Invalidité du testament international

En application de l’article 1 de la convention de Washington, un testament est valable en ce qui concerne la forme, quels que soient notamment le lieu où il a été fait, la situation des biens, la nationalité, le domicile ou la résidence du testateur, s’il est fait dans la forme du testament international. Selon l’article 3 de cette même convention, le testament doit être fait par écrit et n’est pas nécessairement écrit par le testateur lui-même. Aux termes de son article 4, le testateur déclare en présence de deux témoins et d’une personne habilitée à instrumenter à cet effet que le document est son testament et qu’il en connaît le contenu. L’article 9 précise en outre que la personne habilitée joint au testament une attestation conforme aux dispositions de l’article 10 établissant que les obligations prescrites par la présente loi ont été respectées. En l’espèce, le testament ne comporte pas la déclaration prévue à l’article 9, ce qui se comprend dès lors qu’il n’était pas prévu lors de son établissement de le soumettre à ce régime. Dans ces conditions, le testament du 22 décembre 2005 ne peut être considéré comme un testament international valable. La formule-type retenue ne comporte aucune précision tenant à la situation de la testatrice souffrant d’aphasie ni quand les éléments recueillis auprès d’une personne dont la capacité de compréhension, suffisante pour les échanges de la vie quotidienne ou même mondains, ne pouvait lui permettre de comprendre des dispositions testamentaires, au demeurant très différentes de ses précédents testaments ne répond pas aux exigences des dispositions de la convention de Washington. Ce testament est donc nul pour défaut de dictée. Le testament holographe du 4 décembre 2002 doit donc être appliqué, conclut le juge.

* [DONNÉES RECUEILLIES]
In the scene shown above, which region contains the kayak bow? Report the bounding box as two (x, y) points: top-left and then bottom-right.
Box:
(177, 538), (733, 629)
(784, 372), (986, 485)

* [CONSIGNE] Recopiez intégralement le texte sur l'invalidité du testament international, sans en modifier un seul mot.

* [RÉSULTAT]
Invalidité du testament international

En application de l’article 1 de la convention de Washington, un testament est valable en ce qui concerne la forme, quels que soient notamment le lieu où il a été fait, la situation des biens, la nationalité, le domicile ou la résidence du testateur, s’il est fait dans la forme du testament international. Selon l’article 3 de cette même convention, le testament doit être fait par écrit et n’est pas nécessairement écrit par le testateur lui-même. Aux termes de son article 4, le testateur déclare en présence de deux témoins et d’une personne habilitée à instrumenter à cet effet que le document est son testament et qu’il en connaît le contenu. L’article 9 précise en outre que la personne habilitée joint au testament une attestation conforme aux dispositions de l’article 10 établissant que les obligations prescrites par la présente loi ont été respectées. En l’espèce, le testament ne comporte pas la déclaration prévue à l’article 9, ce qui se comprend dès lors qu’il n’était pas prévu lors de son établissement de le soumettre à ce régime. Dans ces conditions, le testament du 22 décembre 2005 ne peut être considéré comme un testament international valable. La formule-type retenue ne comporte aucune précision tenant à la situation de la testatrice souffrant d’aphasie ni quand les éléments recueillis auprès d’une personne dont la capacité de compréhension, suffisante pour les échanges de la vie quotidienne ou même mondains, ne pouvait lui permettre de comprendre des dispositions testamentaires, au demeurant très différentes de ses précédents testaments ne répond pas aux exigences des dispositions de la convention de Washington. Ce testament est donc nul pour défaut de dictée. Le testament holographe du 4 décembre 2002 doit donc être appliqué, conclut le juge.